▶ Your instructions
When you write out the listing below, keep each word exactly as it stands and drop the pictures.

((

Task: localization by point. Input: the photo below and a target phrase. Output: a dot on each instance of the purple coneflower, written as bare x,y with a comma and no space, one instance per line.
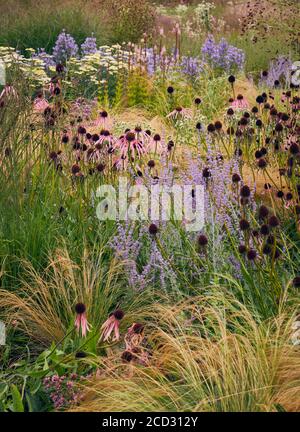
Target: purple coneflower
112,326
81,322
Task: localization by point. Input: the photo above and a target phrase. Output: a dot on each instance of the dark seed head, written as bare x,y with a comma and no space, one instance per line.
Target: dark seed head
202,240
80,308
245,191
265,230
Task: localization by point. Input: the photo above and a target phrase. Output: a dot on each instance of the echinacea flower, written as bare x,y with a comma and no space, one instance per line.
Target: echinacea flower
40,104
180,112
239,104
111,327
81,322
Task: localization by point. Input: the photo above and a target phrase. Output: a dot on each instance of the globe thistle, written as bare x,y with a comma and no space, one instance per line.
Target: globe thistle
244,225
265,230
127,356
262,163
267,250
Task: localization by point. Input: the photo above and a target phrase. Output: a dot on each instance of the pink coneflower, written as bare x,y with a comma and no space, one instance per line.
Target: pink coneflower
240,103
112,326
103,120
81,322
180,113
40,104
134,336
130,145
8,92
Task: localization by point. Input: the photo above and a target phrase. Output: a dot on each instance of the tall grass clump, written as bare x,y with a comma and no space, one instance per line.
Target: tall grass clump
208,354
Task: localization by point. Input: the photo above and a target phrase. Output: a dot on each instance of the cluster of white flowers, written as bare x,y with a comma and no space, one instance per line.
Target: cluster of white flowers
32,68
87,69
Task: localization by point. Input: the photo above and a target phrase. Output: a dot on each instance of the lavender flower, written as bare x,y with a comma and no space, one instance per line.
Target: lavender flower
279,70
222,55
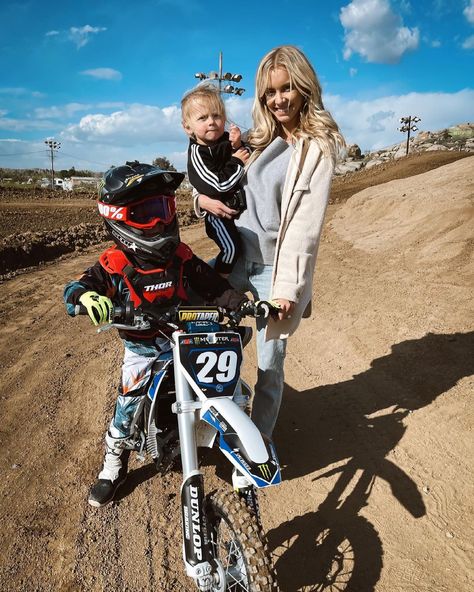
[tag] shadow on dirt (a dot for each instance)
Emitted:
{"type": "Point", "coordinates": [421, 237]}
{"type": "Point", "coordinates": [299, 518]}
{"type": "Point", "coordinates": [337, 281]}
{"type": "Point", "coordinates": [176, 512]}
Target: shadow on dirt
{"type": "Point", "coordinates": [332, 547]}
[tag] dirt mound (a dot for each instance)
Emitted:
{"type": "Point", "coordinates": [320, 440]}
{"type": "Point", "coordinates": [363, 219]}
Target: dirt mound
{"type": "Point", "coordinates": [414, 164]}
{"type": "Point", "coordinates": [34, 248]}
{"type": "Point", "coordinates": [429, 216]}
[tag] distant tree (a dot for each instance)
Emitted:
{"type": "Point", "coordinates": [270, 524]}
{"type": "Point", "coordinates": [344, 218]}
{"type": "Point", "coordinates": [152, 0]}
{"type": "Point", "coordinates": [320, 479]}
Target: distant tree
{"type": "Point", "coordinates": [163, 163]}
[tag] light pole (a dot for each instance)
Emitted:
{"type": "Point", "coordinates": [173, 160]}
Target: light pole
{"type": "Point", "coordinates": [408, 125]}
{"type": "Point", "coordinates": [53, 145]}
{"type": "Point", "coordinates": [220, 77]}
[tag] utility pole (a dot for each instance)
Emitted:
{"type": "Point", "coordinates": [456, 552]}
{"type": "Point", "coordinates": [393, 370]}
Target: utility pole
{"type": "Point", "coordinates": [408, 125]}
{"type": "Point", "coordinates": [223, 77]}
{"type": "Point", "coordinates": [53, 145]}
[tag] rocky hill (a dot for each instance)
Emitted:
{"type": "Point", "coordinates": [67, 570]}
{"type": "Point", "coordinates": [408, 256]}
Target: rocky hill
{"type": "Point", "coordinates": [459, 138]}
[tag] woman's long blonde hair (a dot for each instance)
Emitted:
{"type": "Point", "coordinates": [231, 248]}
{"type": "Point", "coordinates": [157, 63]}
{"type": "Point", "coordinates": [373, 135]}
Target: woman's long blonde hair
{"type": "Point", "coordinates": [315, 121]}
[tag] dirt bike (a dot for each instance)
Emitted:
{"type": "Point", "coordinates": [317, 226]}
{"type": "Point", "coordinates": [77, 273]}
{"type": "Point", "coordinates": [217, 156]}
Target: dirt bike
{"type": "Point", "coordinates": [189, 403]}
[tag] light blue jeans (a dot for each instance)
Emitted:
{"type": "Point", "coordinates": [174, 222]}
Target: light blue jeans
{"type": "Point", "coordinates": [256, 278]}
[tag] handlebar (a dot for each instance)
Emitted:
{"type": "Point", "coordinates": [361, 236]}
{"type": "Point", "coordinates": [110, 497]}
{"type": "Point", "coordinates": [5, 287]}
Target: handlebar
{"type": "Point", "coordinates": [138, 319]}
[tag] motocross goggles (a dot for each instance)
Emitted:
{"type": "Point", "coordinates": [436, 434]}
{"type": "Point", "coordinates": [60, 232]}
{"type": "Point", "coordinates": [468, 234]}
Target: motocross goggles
{"type": "Point", "coordinates": [146, 213]}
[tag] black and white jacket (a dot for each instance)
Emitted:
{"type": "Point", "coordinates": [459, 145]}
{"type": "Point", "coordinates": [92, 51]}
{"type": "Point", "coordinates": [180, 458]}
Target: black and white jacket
{"type": "Point", "coordinates": [213, 170]}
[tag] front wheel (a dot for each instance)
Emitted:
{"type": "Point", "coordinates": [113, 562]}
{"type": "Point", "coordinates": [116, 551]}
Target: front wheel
{"type": "Point", "coordinates": [245, 563]}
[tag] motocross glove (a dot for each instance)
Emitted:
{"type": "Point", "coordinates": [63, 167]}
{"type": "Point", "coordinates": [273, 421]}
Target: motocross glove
{"type": "Point", "coordinates": [261, 308]}
{"type": "Point", "coordinates": [98, 307]}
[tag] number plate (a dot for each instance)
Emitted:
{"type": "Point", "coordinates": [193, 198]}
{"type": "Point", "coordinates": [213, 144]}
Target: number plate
{"type": "Point", "coordinates": [212, 360]}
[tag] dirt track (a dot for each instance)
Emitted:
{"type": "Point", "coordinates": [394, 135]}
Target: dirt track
{"type": "Point", "coordinates": [374, 432]}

))

▶ Answer space
Task: localization by point. Input: the photo below and a target phrase. Output: a dot on each instance of the purple coneflower, written as bare x,y with a comma and no space, one instance per line.
Target: purple coneflower
112,326
81,322
Task: localization by point. Input: the photo above and a target phrase. Output: a dot on each instance of the dark seed head, written as bare x,y with a comma and no space, one instance per line.
Target: dark seed head
202,240
80,308
245,191
265,230
Task: localization by point. Input: the photo above and a target phrase. Output: a dot on each instance of the echinacea flower, written as bare x,y with a comma and no space, one instance per line.
Target: echinacea flower
40,104
180,112
239,104
111,327
81,322
Task: localization by point. Input: the photo above and a target phrase. Output: a dot on each instance of the globe thistle, written as bare x,y with a comma and no space, one instance per line.
Target: globe thistle
244,225
265,230
127,356
262,163
267,250
Task: localization by point. Input: the photo above and a target phrase. Output: a dot on each instance of the pink coneflower, written as bare x,y with a comma and no space, one instance per line.
Target: pink coneflower
240,103
112,326
103,120
81,322
180,113
40,104
134,336
130,145
8,92
Task: localization by point. Input: the photo above and a target phrase. Output: a dot on each instance of the tall grass clump, written as bare x,y with a comma and no space, one instance per line.
Target: tall grass clump
208,354
Task: localization by point. Input: the photo above and a target phrase. Output: a dot on each instance of the cluster of white flowers, written as bare x,y with a comma and no space, one instance per line.
Target: cluster of white flowers
32,68
87,69
Task: localization by point. Input: the photo above and a target phrase. Output: a dot on each instance of the lavender flower, written as bare x,y with a comma and no space, one instance per line.
Target: lavender flower
279,70
222,55
[tag] shadow on dirt (a dot for each instance)
Emitted:
{"type": "Point", "coordinates": [421, 237]}
{"type": "Point", "coordinates": [299, 518]}
{"type": "Point", "coordinates": [337, 281]}
{"type": "Point", "coordinates": [176, 512]}
Target: shadow on dirt
{"type": "Point", "coordinates": [332, 547]}
[tag] dirt mound (a dot for each instance)
Emitted:
{"type": "Point", "coordinates": [320, 440]}
{"type": "Point", "coordinates": [363, 219]}
Target: dirt mound
{"type": "Point", "coordinates": [414, 164]}
{"type": "Point", "coordinates": [34, 248]}
{"type": "Point", "coordinates": [429, 216]}
[tag] distant tree (a dot for each instance)
Emitted:
{"type": "Point", "coordinates": [270, 524]}
{"type": "Point", "coordinates": [344, 218]}
{"type": "Point", "coordinates": [152, 0]}
{"type": "Point", "coordinates": [320, 479]}
Target: distant tree
{"type": "Point", "coordinates": [163, 163]}
[tag] light pole (a dot for each instance)
Emitted:
{"type": "Point", "coordinates": [173, 160]}
Target: light pole
{"type": "Point", "coordinates": [408, 125]}
{"type": "Point", "coordinates": [53, 145]}
{"type": "Point", "coordinates": [220, 77]}
[tag] utility pole (a dot for each instance)
Emitted:
{"type": "Point", "coordinates": [456, 552]}
{"type": "Point", "coordinates": [393, 370]}
Target: utility pole
{"type": "Point", "coordinates": [408, 125]}
{"type": "Point", "coordinates": [223, 77]}
{"type": "Point", "coordinates": [53, 145]}
[tag] rocky hill (a dot for each instance)
Emitted:
{"type": "Point", "coordinates": [67, 570]}
{"type": "Point", "coordinates": [408, 256]}
Target: rocky hill
{"type": "Point", "coordinates": [459, 138]}
[tag] woman's long blonde hair (a dot for each instance)
Emitted:
{"type": "Point", "coordinates": [231, 248]}
{"type": "Point", "coordinates": [157, 63]}
{"type": "Point", "coordinates": [373, 135]}
Target: woman's long blonde hair
{"type": "Point", "coordinates": [315, 121]}
[tag] dirt bike (a dot for each instance)
Emitted:
{"type": "Point", "coordinates": [317, 226]}
{"type": "Point", "coordinates": [77, 273]}
{"type": "Point", "coordinates": [217, 156]}
Target: dirt bike
{"type": "Point", "coordinates": [189, 403]}
[tag] light blue jeans (a dot for each instance)
Emitted:
{"type": "Point", "coordinates": [174, 222]}
Target: light blue jeans
{"type": "Point", "coordinates": [256, 278]}
[tag] handlebar (a dot for each instance)
Emitted:
{"type": "Point", "coordinates": [361, 236]}
{"type": "Point", "coordinates": [110, 497]}
{"type": "Point", "coordinates": [5, 287]}
Target: handlebar
{"type": "Point", "coordinates": [138, 319]}
[tag] motocross goggles (a dot for each instance)
Emitted:
{"type": "Point", "coordinates": [436, 434]}
{"type": "Point", "coordinates": [60, 232]}
{"type": "Point", "coordinates": [468, 234]}
Target: motocross goggles
{"type": "Point", "coordinates": [146, 213]}
[tag] black and white jacket (a dot for each instance)
Emitted:
{"type": "Point", "coordinates": [459, 145]}
{"type": "Point", "coordinates": [92, 51]}
{"type": "Point", "coordinates": [180, 458]}
Target: black and white jacket
{"type": "Point", "coordinates": [213, 170]}
[tag] front wheel (a dot for each instance)
Emitted:
{"type": "Point", "coordinates": [113, 562]}
{"type": "Point", "coordinates": [116, 551]}
Target: front wheel
{"type": "Point", "coordinates": [245, 563]}
[tag] motocross glove (a dot for each instance)
Emitted:
{"type": "Point", "coordinates": [63, 167]}
{"type": "Point", "coordinates": [273, 421]}
Target: motocross glove
{"type": "Point", "coordinates": [261, 308]}
{"type": "Point", "coordinates": [98, 307]}
[tag] number plate (a dot for each instance)
Emitted:
{"type": "Point", "coordinates": [193, 198]}
{"type": "Point", "coordinates": [213, 144]}
Target: number plate
{"type": "Point", "coordinates": [212, 360]}
[tag] dirt track (a dot for each instance)
Emitted:
{"type": "Point", "coordinates": [394, 135]}
Target: dirt track
{"type": "Point", "coordinates": [374, 432]}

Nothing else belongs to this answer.